:: WORK TASK ::
Within the entries below, the lines from the one with "Each instance is" through the one with "MULTIPOLYGON (((283 207, 212" are to be set down exactly, both ends kept.

:: DATASET RECORDS ::
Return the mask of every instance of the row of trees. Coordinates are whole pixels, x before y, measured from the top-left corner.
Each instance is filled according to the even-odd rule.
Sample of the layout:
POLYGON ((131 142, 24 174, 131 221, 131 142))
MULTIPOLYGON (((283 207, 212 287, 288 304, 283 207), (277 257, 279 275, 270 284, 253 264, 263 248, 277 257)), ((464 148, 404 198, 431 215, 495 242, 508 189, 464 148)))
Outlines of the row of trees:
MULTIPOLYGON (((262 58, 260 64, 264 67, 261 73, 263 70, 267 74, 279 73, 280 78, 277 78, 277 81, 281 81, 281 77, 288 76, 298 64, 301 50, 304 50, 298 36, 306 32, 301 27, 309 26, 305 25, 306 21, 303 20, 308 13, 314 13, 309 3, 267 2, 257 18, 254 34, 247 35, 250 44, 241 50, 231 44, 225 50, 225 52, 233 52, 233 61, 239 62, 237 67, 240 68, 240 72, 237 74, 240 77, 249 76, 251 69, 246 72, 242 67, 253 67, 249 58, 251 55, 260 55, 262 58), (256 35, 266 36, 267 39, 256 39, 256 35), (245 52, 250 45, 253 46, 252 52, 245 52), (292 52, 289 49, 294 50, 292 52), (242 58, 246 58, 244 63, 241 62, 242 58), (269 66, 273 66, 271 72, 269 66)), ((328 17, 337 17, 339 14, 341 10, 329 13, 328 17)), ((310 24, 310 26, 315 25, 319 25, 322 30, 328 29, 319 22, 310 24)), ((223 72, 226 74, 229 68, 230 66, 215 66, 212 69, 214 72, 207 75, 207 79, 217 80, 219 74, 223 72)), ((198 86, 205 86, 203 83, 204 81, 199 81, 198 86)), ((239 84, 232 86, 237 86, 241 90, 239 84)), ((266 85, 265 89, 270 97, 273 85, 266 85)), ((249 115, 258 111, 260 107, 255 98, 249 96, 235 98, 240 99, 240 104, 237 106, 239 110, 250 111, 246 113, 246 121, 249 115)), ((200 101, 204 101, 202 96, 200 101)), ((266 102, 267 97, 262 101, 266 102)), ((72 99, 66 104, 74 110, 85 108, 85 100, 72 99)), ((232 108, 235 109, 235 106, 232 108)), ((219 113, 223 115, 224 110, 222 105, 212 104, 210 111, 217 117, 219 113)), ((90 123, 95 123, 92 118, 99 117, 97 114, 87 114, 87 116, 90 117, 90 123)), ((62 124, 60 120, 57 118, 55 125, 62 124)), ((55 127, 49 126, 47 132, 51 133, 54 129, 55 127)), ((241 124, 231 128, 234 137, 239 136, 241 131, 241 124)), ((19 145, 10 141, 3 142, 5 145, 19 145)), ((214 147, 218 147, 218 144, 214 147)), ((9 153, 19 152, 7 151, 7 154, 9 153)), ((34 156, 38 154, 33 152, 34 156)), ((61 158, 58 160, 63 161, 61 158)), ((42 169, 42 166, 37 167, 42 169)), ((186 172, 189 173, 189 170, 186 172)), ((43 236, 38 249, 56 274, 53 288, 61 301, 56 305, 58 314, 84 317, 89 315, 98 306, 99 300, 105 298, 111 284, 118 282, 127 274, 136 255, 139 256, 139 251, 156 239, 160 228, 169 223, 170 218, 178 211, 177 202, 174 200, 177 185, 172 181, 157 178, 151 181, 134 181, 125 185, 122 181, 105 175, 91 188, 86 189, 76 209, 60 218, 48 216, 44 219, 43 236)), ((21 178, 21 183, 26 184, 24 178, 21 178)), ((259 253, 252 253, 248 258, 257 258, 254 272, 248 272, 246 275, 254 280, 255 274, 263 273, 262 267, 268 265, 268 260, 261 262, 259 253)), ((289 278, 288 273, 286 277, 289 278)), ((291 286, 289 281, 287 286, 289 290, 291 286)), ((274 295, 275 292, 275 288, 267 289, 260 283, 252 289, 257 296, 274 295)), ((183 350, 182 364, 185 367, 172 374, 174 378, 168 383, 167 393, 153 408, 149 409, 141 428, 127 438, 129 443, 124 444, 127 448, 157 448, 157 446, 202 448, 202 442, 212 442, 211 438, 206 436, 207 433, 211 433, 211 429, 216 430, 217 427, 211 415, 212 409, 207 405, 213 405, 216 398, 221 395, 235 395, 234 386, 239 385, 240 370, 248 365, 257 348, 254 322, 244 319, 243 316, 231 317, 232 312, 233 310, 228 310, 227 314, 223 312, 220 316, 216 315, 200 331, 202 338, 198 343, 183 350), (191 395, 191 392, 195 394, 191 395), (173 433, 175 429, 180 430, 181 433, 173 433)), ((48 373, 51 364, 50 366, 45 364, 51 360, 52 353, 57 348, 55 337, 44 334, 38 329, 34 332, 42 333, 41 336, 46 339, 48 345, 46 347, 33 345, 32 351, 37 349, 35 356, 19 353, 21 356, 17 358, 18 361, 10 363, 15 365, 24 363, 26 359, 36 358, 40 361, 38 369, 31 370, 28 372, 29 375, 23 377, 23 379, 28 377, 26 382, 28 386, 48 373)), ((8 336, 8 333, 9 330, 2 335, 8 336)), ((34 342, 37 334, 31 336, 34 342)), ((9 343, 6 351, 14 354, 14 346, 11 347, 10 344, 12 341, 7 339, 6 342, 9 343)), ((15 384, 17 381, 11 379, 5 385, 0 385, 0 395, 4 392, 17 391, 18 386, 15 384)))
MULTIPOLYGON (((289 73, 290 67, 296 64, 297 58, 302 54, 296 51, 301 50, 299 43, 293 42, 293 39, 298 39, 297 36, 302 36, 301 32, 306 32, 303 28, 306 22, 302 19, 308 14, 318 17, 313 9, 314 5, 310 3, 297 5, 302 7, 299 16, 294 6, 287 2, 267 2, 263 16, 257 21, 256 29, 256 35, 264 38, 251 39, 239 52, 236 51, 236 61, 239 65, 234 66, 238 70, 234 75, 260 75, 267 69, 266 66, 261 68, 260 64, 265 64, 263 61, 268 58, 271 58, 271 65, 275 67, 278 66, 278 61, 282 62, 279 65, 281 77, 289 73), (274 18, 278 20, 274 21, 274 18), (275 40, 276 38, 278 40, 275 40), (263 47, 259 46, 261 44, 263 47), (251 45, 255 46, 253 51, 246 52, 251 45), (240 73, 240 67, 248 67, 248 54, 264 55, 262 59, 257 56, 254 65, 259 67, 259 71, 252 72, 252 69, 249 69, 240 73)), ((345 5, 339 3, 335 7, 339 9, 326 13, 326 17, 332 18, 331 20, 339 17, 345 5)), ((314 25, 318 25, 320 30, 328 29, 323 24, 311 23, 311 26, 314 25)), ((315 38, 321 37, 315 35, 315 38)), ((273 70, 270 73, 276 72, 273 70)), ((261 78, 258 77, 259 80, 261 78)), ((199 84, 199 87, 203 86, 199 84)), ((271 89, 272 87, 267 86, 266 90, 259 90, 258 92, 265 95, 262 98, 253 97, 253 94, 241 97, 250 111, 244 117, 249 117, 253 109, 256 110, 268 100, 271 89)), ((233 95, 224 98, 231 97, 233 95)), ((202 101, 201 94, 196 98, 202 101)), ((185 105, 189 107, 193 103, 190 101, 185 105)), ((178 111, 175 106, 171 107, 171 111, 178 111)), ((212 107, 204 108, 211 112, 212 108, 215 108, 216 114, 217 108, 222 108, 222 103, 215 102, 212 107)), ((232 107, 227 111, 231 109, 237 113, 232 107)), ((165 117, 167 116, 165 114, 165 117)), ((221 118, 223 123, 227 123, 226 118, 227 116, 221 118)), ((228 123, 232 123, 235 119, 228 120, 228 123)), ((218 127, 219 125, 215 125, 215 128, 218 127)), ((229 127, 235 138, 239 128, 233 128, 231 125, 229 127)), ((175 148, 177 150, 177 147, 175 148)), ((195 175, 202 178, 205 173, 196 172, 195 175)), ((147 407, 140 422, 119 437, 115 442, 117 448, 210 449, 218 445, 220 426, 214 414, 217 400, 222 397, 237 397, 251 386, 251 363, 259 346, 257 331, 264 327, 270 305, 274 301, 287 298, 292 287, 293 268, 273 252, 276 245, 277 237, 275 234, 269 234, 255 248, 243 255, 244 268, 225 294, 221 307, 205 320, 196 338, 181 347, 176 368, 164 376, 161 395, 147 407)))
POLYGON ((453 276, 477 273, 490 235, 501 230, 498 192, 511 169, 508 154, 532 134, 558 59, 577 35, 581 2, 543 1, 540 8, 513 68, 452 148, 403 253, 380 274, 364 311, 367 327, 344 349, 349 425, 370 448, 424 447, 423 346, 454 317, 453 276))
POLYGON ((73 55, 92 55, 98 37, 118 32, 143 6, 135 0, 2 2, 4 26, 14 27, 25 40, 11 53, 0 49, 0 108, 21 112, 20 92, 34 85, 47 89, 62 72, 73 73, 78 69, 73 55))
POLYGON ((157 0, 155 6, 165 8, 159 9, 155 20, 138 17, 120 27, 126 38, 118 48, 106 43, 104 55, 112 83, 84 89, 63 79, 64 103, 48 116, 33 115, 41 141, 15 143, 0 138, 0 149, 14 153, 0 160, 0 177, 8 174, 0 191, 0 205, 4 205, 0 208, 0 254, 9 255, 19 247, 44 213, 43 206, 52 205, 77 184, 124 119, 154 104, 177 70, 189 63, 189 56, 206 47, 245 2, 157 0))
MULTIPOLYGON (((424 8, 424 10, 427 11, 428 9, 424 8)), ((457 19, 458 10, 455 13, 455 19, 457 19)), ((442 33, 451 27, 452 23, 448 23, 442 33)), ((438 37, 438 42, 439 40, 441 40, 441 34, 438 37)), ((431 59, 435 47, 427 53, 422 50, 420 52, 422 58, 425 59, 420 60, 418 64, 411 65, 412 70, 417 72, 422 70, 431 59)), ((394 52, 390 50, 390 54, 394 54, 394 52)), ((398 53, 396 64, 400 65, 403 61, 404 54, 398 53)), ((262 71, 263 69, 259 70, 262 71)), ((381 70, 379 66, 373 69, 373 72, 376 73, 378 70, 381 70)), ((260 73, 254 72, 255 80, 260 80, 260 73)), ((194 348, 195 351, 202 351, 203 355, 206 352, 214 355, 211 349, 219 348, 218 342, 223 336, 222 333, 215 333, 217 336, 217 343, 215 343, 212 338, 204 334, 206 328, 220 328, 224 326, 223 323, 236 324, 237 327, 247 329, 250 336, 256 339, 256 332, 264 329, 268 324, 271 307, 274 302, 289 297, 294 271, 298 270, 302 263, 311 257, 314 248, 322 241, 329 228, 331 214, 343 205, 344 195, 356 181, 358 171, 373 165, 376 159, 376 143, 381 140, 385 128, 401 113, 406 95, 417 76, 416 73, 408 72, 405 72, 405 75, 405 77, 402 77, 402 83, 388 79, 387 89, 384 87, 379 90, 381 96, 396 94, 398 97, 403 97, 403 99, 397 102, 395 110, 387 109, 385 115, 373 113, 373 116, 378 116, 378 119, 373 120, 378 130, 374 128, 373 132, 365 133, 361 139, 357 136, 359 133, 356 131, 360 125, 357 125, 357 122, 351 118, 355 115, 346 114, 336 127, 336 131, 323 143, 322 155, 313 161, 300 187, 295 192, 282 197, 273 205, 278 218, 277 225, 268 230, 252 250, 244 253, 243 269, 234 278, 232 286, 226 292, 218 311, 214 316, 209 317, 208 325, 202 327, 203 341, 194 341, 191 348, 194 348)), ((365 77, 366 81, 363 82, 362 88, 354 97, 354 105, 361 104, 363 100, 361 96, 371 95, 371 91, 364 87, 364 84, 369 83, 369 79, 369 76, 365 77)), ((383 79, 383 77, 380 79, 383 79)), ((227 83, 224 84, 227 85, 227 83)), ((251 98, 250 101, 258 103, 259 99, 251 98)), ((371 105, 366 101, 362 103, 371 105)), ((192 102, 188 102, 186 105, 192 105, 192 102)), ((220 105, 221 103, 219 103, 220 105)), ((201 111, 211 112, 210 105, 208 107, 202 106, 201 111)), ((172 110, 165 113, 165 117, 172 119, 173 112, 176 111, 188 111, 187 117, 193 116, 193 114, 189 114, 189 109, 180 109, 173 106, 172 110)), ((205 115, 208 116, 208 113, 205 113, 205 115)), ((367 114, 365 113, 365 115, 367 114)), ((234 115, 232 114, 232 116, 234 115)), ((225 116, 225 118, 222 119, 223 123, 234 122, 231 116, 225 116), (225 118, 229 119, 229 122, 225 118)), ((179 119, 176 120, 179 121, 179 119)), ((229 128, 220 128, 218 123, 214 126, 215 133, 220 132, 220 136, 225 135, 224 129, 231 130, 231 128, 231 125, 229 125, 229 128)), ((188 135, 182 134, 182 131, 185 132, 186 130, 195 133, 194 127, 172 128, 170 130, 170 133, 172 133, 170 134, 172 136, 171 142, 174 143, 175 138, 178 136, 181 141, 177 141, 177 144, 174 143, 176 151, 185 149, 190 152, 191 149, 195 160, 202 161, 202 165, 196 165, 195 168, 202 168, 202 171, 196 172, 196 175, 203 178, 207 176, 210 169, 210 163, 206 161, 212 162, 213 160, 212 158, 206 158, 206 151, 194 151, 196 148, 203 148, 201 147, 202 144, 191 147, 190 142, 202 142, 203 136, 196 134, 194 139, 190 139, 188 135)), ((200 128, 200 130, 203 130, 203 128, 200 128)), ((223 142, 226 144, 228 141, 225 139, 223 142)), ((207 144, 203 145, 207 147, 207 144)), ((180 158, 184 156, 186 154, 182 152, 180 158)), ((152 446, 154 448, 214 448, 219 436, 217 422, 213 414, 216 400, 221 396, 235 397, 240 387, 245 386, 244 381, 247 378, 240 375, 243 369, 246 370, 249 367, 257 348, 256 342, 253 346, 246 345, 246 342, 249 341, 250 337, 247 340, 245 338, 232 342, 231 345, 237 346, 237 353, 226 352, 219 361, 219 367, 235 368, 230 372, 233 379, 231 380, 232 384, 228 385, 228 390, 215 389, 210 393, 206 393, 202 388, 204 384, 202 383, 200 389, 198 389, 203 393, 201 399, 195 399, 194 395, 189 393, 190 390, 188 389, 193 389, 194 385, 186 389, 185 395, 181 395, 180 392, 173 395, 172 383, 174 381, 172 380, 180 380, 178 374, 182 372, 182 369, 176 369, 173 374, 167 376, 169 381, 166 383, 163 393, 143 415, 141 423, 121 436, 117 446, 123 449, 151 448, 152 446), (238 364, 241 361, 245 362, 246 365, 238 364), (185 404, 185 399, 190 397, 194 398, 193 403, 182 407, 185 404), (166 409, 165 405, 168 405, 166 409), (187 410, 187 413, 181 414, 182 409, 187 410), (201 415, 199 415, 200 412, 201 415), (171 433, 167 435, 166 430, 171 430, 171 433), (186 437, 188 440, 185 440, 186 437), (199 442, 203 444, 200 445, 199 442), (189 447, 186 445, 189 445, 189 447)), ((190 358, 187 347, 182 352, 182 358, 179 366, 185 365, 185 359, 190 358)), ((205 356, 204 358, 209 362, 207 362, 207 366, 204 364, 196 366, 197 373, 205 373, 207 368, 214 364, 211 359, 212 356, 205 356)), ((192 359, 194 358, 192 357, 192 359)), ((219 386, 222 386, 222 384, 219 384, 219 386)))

:: SOLUTION TO THE EXERCISE ::
Each instance is filled according to the even-odd rule.
Sample of the layout:
POLYGON ((131 142, 24 174, 131 221, 131 142))
MULTIPOLYGON (((283 207, 212 287, 288 304, 283 207), (277 257, 279 275, 270 284, 253 264, 263 248, 277 257)), ((464 148, 404 198, 431 215, 495 242, 508 189, 464 148)))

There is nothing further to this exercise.